▼▼▼

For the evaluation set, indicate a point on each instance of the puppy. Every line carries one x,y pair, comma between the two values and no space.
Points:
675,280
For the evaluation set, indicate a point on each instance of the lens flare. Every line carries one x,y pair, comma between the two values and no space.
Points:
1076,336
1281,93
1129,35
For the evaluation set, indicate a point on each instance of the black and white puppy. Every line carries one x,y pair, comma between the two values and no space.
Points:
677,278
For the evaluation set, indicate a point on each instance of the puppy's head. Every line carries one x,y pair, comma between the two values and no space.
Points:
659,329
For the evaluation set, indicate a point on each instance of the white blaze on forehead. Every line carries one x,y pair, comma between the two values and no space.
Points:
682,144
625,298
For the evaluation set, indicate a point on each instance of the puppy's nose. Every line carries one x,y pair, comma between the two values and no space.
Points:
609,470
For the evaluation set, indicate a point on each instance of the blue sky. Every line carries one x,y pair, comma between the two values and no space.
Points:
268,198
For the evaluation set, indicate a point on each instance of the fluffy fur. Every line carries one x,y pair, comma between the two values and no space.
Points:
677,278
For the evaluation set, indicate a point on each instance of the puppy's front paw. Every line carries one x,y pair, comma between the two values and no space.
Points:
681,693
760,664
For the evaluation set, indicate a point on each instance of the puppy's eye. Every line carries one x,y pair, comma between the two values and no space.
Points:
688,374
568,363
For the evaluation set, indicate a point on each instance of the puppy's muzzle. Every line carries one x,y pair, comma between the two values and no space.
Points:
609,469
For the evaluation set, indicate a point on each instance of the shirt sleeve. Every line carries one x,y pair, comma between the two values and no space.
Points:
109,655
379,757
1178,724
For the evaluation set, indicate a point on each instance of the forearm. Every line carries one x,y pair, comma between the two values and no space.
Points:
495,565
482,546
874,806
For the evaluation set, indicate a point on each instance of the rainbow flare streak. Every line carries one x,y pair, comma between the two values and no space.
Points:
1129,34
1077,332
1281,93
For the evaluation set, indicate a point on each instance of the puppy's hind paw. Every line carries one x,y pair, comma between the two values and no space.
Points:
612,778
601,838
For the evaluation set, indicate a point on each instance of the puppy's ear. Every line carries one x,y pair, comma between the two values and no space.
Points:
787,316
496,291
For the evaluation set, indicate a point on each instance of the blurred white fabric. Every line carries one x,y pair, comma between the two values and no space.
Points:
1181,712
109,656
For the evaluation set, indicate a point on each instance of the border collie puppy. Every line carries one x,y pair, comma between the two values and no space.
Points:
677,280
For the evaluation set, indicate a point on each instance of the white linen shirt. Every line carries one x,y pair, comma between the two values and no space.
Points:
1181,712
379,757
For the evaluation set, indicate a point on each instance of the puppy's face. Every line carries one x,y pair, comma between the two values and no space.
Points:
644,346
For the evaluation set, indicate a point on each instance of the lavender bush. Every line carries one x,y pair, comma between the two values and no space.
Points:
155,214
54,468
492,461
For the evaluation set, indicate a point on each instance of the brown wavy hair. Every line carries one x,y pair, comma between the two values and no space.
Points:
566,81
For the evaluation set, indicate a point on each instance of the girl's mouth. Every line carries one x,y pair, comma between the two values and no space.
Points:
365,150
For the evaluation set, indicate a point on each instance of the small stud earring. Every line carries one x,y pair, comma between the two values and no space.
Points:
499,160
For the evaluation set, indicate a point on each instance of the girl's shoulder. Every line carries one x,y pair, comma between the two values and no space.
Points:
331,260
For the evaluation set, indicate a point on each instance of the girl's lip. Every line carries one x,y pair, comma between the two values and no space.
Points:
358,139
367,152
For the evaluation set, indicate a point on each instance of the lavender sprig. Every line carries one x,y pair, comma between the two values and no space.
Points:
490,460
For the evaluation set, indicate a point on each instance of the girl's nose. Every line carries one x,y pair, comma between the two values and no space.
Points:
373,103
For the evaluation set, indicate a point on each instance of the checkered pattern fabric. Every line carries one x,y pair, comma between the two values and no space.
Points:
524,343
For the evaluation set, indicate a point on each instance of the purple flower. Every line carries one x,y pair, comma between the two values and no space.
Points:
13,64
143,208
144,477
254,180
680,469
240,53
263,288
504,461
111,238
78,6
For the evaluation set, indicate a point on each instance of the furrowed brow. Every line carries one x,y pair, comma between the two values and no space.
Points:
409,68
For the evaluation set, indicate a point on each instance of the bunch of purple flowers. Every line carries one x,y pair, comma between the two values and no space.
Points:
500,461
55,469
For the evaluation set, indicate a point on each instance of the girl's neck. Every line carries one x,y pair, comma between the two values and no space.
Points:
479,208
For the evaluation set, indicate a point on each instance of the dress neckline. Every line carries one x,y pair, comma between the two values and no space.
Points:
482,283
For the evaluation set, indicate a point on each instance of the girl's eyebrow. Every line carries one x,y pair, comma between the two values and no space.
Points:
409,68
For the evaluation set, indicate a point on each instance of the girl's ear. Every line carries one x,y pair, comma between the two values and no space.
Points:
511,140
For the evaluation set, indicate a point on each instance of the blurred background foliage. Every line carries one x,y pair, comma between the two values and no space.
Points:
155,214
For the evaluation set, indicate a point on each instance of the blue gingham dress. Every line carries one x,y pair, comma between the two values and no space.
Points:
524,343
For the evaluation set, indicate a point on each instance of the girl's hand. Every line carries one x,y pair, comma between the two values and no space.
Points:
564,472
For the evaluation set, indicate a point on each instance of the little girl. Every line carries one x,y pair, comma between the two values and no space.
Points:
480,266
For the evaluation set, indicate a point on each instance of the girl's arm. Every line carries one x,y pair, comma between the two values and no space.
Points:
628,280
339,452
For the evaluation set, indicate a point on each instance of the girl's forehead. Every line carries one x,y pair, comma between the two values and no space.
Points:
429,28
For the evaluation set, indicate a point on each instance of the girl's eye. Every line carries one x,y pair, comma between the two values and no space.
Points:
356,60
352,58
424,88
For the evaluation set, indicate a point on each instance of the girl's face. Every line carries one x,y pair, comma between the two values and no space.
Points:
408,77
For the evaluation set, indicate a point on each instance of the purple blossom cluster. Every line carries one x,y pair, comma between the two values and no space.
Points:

▲▲▲

--- SET EXERCISE ---
Please reproduce every line of the material word for word.

--- ANSWER TO THE TASK ---
For the evaluation set, indicate a point on each instance of the puppy. Every line carries one x,y pair, comma between the two values and no space.
Points:
675,280
For the evaluation set, indicate a point on each instance of the lens flare. Every line carries one x,y pair, comma between the two values and no space.
Points:
1076,336
1281,93
1129,35
For the evaluation set, indicate a point on each instance of the black and white puppy. Every line carries one x,y pair, comma between the two values and no space.
Points:
677,278
For the evaluation set, indicate a point on each instance of the puppy's head. Every line carries one x,y pair, comma between the two values and no space.
Points:
659,329
For the evaluation set, indicate a point on each instance of the white blaze on forehead. Every line carries one x,y pair, comma between the two values and no space.
Points:
682,144
625,298
For the evaluation set, indicate a point on each instance of the puppy's nose. Every line carries one x,y pair, comma between the two values and no space.
Points:
609,470
For the evaluation set, indicate a point on each instance of the blue sky. Every line carries one x,y pair, comma between the two values and no space.
Points:
268,198
For the evaluation set, indicate a point on each instance of the fluffy fur. Every line carries one x,y pair, comma between the two values and no space.
Points:
677,278
For the evaluation set, indicate a point on each instance of the puppy's front paw. Every line carries one x,y pair, comma between the two values and no space.
Points:
681,693
760,664
For the evaluation set, indicate a point on each instance of the puppy's eye. Every line carries one x,y pair, comma between the two values and no space.
Points:
688,374
568,363
For the evaluation set, indicate a point on each instance of the puppy's muzzle. Every line carries one x,y pair, comma between the two values and no space.
Points:
609,469
For the evaluation set, indicate a point on each instance of the shirt sleeve. Every line carries one x,y pair, comma between the two values and no space.
Points:
109,655
379,757
1178,724
For the evaluation set, indicate a point on each instance of the forearm. Every line carries one x,y pair, comma between the two values and no space.
Points:
495,565
482,546
874,806
For the evaluation set, indicate a point on each instance of the rainbow flare streak. Every line carries one x,y pair, comma between the two values and no space.
Points:
1129,34
1077,332
1281,93
For the evaluation set, indicate a point on each instance of the puppy's hind paw. Every line carries one x,y pair, comma between the two values and no space.
Points:
612,778
601,838
For the evaluation set, indicate a point on each instance of the puppy's ear. Every line carries one x,y pair, comma between the two values and no space.
Points:
787,316
496,291
For the evaluation set, indicate a point on each instance of the blurred white fabric. Every line carries one x,y pair, comma between the two values and no space.
Points:
1181,712
109,656
For the evaluation set, indicate a point on each instance of the border collie puppy. Every line carries one x,y pair, comma between the two values and no space.
Points:
677,280
For the evaluation set, indicate a point on each instance of the white linen shirt. Every line carries one x,y pair, comma between the two values and no space.
Points:
1181,712
379,757
For the evaluation set, indicate a point on each instance of the puppy's face. Every line carries one x,y pair, comma between the two values and no space.
Points:
644,346
For the evaluation set, indicate a point on each instance of the lavender bush. Every line carries one x,y pair, comma between the two values and no space.
Points:
155,214
54,468
492,461
For the evaluation set, indicate a point on each instance of the brown wavy hair. Every line carries one x,y pair, comma between the two values and no space.
Points:
566,81
For the evaluation set, indicate a point on each instance of the girl's mouth. Every line carries one x,y pair, comma between the two values and no space.
Points:
365,150
For the evaluation set, indicate a point on each instance of the small stud earring. Every line carries one x,y pair, comma between the two values and no space.
Points:
499,160
For the evaluation set, indicate a point on each instance of the girl's shoulder. Every line carries one x,y pair, comma between the two values and no space.
Points:
331,260
For the evaluation set, indicate a point on each instance of the girl's lip. Every line carries one x,y pair, comma between the two values and no space.
Points:
358,139
367,152
For the evaluation set, indicate a point on each instance of the lavender sprig. Every line carries one x,y pair, comma between the two values and no space.
Points:
490,460
For the evaluation set, indicate a point on each instance of the girl's nose. Every line carries one x,y pair, comma between the two values and no space.
Points:
373,103
For the evaluation set, indicate a point on each instance of the checkered pattern fabric. Every line carries one x,y pair, comma between the two values and no space.
Points:
524,343
For the evaluation set, indicate a point on each instance of the purple flower. Every line carries one x,y pair, comma between the two values and no space.
Points:
13,64
143,208
144,477
254,180
680,469
240,53
263,288
504,461
111,238
78,6
For the evaluation set, indicate a point on each instance of the furrowed brow. Every line carries one x,y pair, comma between the two values and no space.
Points:
409,68
For the evaluation set, indicate a point on each instance of the bunch of purple flowers. Every line carries one x,y pair, comma between the two values and no space.
Points:
500,461
55,469
For the evaluation set, indicate a point on each instance of the girl's neck. Every line carries one x,y pair, comma between the two values and no space.
Points:
479,208
For the evaluation set, indicate a point on each instance of the dress neckline. Every line carries one x,y pair, comma between the two values and no space.
Points:
482,283
For the evaluation set, indicate a point on each instance of the girl's eyebrow. Every line carries one x,y pair, comma between the two values and no space.
Points:
409,68
For the evaluation set, indicate a point on each instance of the girl's ear. Every line carries one x,y pair, comma between the two values and no space.
Points:
511,140
For the evaluation set, indicate a point on each instance of the blurred background foliage. Every line carries one x,y pair, comma between the two values and no space.
Points:
155,214
For the evaluation set, indicate a point on each instance of the blue gingham dress. Every line carries one x,y pair, comma between the two values and no space.
Points:
524,343
For the evaluation set, indicate a point on each instance of the girl's hand. Every line carries one x,y pair, comma between the two values and no space.
Points:
564,472
For the evaluation set, indicate a point on each instance of the little girl. Every line carries one x,y pair, comma between the two values and no space.
Points:
480,266
For the evaluation set, indicate a point on each instance of the girl's arm. Every line carries one x,y pair, comma between the two values and no space.
Points:
628,280
339,452
For the evaluation set, indicate a point on each instance of the girl's forehead. Every line carries one x,y pair, comma between the two values and no space.
Points:
429,28
For the evaluation set, indicate a point on each instance of the girl's eye. Every line carries one x,y pair, comma between the two values and no space.
Points:
356,60
352,58
424,88
For the evaluation set, indicate a point on each instance of the girl's face. Every line carries one x,y pair, comma between the two values and no space.
Points:
408,77
For the evaluation set, indicate a point on each instance of the purple blossom cluster. Every line carries one x,y pair, comma between the two values and no space.
Points:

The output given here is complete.